- **Exercise passage**
■ ■ ■ ■

It was Saturday morning, and I suddenly heard an earnest knock at the door. Up until a moment before, I had been quietly sipping caffeine and strategising my ‘get stuff done’ list for the day, but now, fully aware of the ‘ugh’ feeling surfacing in my chest, I reluctantly shuffled to the door to see what was awaiting me. My neighbour, Sara*, was standing there in a panic with tears in her eyes. “My cat brought a little bird into the house and it’s going to die. Can you help me?” she said, “I know that you’re a person of faith.”
As I shoved my feet into my trainers and rushed out the door, I worried that, within moments, Sara would be staring at me and expecting me to resurrect a bird from the dead! I mean, why else would she have skipped all the other houses in between hers and mine to find ‘a person of faith’? And what would it say about me – and my profession – if I didn’t have a clue what to do?
My wife Joy and I lead a charity called Start to Stir. We train Christians to find new starting points for sharing faith and to stir up every day spiritual longings that can stimulate gospel curiosity. Our years of working with youth from outside the church have made us keenly aware of the growing challenges that make it difficult for Christians to share our faith.
"Am I willing to be the kind of Christian that patiently paces alongside my friends, their friends, my coworkers, and my neighbours?"

■ ■ ■ ■

- **Excerpted records**
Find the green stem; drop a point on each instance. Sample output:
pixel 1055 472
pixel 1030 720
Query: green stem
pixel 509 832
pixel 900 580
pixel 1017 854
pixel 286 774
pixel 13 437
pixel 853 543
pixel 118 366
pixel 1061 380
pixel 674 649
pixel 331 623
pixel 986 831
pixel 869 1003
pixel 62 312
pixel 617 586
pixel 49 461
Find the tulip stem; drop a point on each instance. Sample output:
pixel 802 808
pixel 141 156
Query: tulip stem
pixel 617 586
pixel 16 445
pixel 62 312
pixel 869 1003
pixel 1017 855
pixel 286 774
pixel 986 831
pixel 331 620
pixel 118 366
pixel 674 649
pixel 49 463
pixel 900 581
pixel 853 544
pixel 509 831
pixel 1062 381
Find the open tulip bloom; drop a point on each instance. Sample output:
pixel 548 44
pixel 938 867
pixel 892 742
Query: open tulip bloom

■ ■ ■ ■

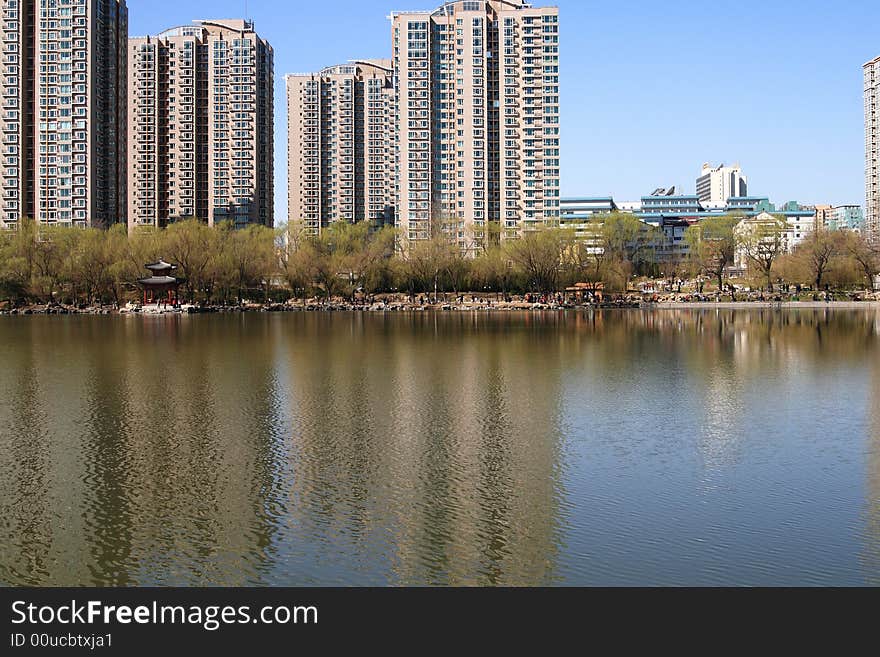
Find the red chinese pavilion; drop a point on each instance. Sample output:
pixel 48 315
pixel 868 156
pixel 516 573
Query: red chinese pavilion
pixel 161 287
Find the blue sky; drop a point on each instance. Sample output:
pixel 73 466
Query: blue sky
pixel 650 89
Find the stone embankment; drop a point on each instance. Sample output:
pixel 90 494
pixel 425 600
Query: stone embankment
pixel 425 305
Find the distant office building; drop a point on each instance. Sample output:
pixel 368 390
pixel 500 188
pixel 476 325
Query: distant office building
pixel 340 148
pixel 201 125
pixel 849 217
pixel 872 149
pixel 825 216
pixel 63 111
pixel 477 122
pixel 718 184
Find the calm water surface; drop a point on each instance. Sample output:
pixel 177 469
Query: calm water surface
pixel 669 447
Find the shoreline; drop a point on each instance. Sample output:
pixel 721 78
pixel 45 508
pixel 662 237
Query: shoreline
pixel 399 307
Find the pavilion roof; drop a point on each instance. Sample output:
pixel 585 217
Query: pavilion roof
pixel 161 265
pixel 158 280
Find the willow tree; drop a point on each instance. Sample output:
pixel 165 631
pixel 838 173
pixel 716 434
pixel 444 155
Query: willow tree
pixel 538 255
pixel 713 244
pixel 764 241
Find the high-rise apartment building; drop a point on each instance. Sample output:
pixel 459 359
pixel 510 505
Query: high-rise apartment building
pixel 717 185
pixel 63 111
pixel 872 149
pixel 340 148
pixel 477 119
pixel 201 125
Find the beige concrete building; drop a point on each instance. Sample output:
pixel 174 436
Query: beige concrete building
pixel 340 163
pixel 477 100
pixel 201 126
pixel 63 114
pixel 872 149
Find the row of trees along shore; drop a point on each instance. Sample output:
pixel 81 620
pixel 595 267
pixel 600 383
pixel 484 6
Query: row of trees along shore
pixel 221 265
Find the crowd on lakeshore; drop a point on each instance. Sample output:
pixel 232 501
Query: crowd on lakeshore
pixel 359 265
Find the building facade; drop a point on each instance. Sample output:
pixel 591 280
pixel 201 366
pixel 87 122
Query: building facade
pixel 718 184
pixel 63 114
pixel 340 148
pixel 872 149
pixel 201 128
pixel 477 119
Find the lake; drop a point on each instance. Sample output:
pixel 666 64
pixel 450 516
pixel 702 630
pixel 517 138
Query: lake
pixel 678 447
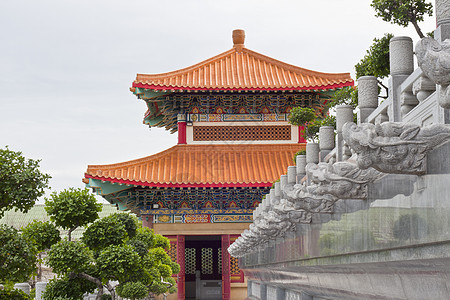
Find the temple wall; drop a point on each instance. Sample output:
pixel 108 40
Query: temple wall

■ ■ ■ ■

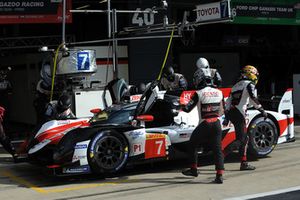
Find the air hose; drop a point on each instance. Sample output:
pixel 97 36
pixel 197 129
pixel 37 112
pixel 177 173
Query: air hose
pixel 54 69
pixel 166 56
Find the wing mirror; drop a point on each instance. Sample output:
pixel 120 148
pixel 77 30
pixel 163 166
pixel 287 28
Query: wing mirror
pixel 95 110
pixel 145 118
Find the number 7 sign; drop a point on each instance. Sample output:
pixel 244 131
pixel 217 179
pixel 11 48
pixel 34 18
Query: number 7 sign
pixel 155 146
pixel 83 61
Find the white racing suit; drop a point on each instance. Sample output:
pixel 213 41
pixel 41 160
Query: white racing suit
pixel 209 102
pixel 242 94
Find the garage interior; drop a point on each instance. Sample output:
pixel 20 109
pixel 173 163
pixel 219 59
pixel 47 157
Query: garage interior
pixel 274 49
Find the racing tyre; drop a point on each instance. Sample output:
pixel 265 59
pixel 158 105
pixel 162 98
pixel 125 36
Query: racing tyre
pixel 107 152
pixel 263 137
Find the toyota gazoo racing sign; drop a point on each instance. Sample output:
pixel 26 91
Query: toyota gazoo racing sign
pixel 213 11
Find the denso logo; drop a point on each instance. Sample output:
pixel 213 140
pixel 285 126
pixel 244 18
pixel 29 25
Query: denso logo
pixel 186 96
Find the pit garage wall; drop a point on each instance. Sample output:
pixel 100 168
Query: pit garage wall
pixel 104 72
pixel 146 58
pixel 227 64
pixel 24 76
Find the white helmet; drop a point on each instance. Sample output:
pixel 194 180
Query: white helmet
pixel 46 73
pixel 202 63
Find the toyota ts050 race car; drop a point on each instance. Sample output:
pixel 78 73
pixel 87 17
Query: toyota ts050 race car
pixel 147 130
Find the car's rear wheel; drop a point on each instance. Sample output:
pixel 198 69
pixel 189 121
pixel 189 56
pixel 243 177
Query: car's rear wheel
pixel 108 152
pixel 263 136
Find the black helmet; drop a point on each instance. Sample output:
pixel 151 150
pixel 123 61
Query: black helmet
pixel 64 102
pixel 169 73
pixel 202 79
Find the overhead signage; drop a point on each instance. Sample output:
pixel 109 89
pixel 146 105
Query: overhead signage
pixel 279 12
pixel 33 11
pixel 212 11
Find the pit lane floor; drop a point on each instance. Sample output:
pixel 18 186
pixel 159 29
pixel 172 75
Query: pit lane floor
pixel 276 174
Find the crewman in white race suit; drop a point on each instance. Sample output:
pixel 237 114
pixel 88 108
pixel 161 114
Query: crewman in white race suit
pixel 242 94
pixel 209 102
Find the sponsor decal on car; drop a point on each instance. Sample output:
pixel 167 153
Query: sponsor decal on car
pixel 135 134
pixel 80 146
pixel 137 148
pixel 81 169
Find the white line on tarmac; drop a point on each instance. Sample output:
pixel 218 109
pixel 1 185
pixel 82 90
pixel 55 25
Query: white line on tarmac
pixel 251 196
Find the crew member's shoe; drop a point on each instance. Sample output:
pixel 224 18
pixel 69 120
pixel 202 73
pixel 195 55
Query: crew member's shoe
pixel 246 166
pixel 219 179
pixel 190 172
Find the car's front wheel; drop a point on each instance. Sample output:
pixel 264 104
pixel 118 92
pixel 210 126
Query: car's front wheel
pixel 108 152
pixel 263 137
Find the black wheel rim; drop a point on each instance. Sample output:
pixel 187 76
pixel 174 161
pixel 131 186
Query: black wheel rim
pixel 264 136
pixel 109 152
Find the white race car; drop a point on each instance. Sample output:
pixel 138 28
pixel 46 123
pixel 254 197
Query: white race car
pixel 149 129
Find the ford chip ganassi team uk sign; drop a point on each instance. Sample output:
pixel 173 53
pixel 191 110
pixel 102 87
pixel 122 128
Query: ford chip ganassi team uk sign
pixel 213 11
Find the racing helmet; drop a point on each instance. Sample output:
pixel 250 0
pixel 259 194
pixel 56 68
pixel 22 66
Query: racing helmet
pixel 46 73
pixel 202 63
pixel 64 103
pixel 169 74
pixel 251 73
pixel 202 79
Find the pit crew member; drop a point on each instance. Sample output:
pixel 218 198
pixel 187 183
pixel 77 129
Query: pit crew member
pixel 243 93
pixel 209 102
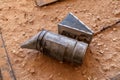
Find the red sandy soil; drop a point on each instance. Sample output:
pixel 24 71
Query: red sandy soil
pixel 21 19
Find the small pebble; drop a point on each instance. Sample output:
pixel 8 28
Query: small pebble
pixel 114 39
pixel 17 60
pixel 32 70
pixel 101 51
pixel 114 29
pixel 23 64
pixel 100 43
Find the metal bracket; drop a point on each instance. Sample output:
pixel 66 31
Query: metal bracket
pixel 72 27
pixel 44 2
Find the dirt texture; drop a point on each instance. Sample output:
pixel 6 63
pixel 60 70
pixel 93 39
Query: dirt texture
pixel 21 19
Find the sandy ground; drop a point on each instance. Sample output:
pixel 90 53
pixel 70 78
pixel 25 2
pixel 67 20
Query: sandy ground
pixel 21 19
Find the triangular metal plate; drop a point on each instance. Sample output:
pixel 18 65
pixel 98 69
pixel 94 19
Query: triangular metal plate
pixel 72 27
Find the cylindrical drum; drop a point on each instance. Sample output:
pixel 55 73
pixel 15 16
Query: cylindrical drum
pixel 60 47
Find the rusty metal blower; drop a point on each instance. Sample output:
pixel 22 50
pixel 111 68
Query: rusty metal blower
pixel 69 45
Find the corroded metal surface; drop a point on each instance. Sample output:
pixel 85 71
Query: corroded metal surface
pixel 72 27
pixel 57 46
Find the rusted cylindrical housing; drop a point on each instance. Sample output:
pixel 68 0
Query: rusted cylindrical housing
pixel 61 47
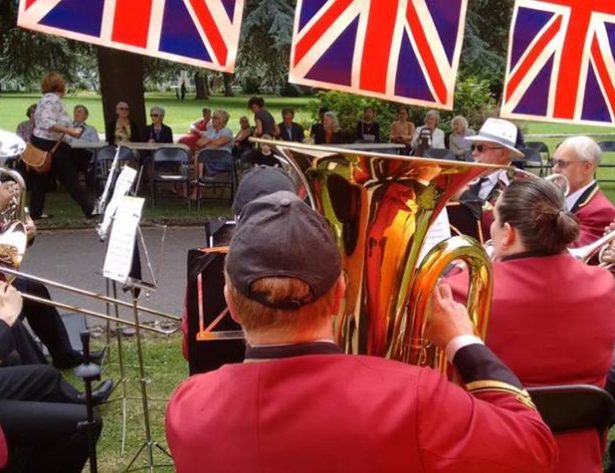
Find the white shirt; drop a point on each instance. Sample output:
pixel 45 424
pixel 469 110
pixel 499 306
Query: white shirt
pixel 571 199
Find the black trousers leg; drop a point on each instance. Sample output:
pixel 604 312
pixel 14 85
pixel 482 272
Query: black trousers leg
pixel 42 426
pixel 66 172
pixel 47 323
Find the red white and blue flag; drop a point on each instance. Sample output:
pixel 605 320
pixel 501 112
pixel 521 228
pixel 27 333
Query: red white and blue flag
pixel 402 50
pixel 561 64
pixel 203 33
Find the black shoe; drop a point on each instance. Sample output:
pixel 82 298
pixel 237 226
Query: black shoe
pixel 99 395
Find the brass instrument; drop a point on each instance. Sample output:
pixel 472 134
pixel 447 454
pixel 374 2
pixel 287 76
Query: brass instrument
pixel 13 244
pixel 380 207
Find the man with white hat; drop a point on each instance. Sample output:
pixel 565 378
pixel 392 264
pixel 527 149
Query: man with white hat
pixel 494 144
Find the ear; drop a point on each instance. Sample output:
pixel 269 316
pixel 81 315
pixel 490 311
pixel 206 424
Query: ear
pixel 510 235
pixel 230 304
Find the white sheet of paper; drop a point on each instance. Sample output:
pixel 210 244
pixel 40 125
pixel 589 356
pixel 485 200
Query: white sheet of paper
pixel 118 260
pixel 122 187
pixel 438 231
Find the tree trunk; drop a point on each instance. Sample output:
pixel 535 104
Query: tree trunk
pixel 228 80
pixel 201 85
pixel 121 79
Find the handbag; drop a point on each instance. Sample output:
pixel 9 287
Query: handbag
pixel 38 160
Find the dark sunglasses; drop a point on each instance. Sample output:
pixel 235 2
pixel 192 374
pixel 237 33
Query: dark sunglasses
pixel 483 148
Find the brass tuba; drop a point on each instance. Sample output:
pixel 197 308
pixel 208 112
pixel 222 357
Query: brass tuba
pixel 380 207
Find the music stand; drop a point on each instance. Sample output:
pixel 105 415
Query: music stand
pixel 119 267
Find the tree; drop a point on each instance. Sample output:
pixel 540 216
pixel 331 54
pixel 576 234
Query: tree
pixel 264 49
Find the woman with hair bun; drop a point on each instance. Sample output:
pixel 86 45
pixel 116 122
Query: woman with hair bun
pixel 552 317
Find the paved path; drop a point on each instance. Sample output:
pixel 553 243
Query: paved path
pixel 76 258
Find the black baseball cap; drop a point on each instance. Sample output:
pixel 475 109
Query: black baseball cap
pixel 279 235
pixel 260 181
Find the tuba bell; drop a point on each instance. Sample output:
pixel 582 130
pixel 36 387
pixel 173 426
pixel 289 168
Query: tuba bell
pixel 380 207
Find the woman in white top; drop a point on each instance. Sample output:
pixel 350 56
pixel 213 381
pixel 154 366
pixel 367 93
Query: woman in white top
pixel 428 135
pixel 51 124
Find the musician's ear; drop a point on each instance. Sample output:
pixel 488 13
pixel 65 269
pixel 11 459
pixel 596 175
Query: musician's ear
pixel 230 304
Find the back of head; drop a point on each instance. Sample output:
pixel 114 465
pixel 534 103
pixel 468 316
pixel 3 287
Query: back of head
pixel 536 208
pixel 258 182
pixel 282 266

■ ■ ■ ■

- **Aim of the task**
Please continue the passage above about Sara's bird and sharing faith, starting after its last sentence.

- **Written response**
But the biggest challenge for me, and perhaps for you, is fairly simple: most days I don’t feel I have the time and energy to engage with people who are increasingly far from God. I know that most people today need a real, live Christian to show and tell them the gospel. In a culture that possesses little residue of the Jesus story, a simple gospel presentation from the platform or the pulpit – or even a social media post – often does little to overcome our society’s simple indifference towards God. This means sharing faith will usually require my time.
When I consider the theme of giving, by far my most precious commodity is my time and my attention. I find it much easier to activate a bank transfer when it comes to meeting people’s needs rather than simply being available. So I wonder: am I willing to be the kind of Christian that patiently paces alongside my friends, their friends, my co-workers, and my neighbours?
I know I’m not alone in my struggle to give what’s most important to me. Even Jesus’ first followers wrestled with the desire to protect their energy levels. In John 4 we discover that, while Jesus focused on sharing living water, His disciples fixated on restoring lost calories.
But I’m growing. In addition to finding new starting points and learning how to stir curiosity, I’m learning to be ‘interrupt-able’. I’m learning to ease up on my ‘get things done’ list and to be available. I’m even learning to do my weekend projects with my garage door open! Yes, this means my DIY looks like 15 minutes of working interspersed with 20 minutes of talking (which is torture for a task-focused person like myself). But it also means I’m getting to know my neighbours. It means I get the opportunity to mention that we’ve been at church this weekend and loved it. It means I get to ask how they are doing and offer to pray for them and even say simple prayers with them.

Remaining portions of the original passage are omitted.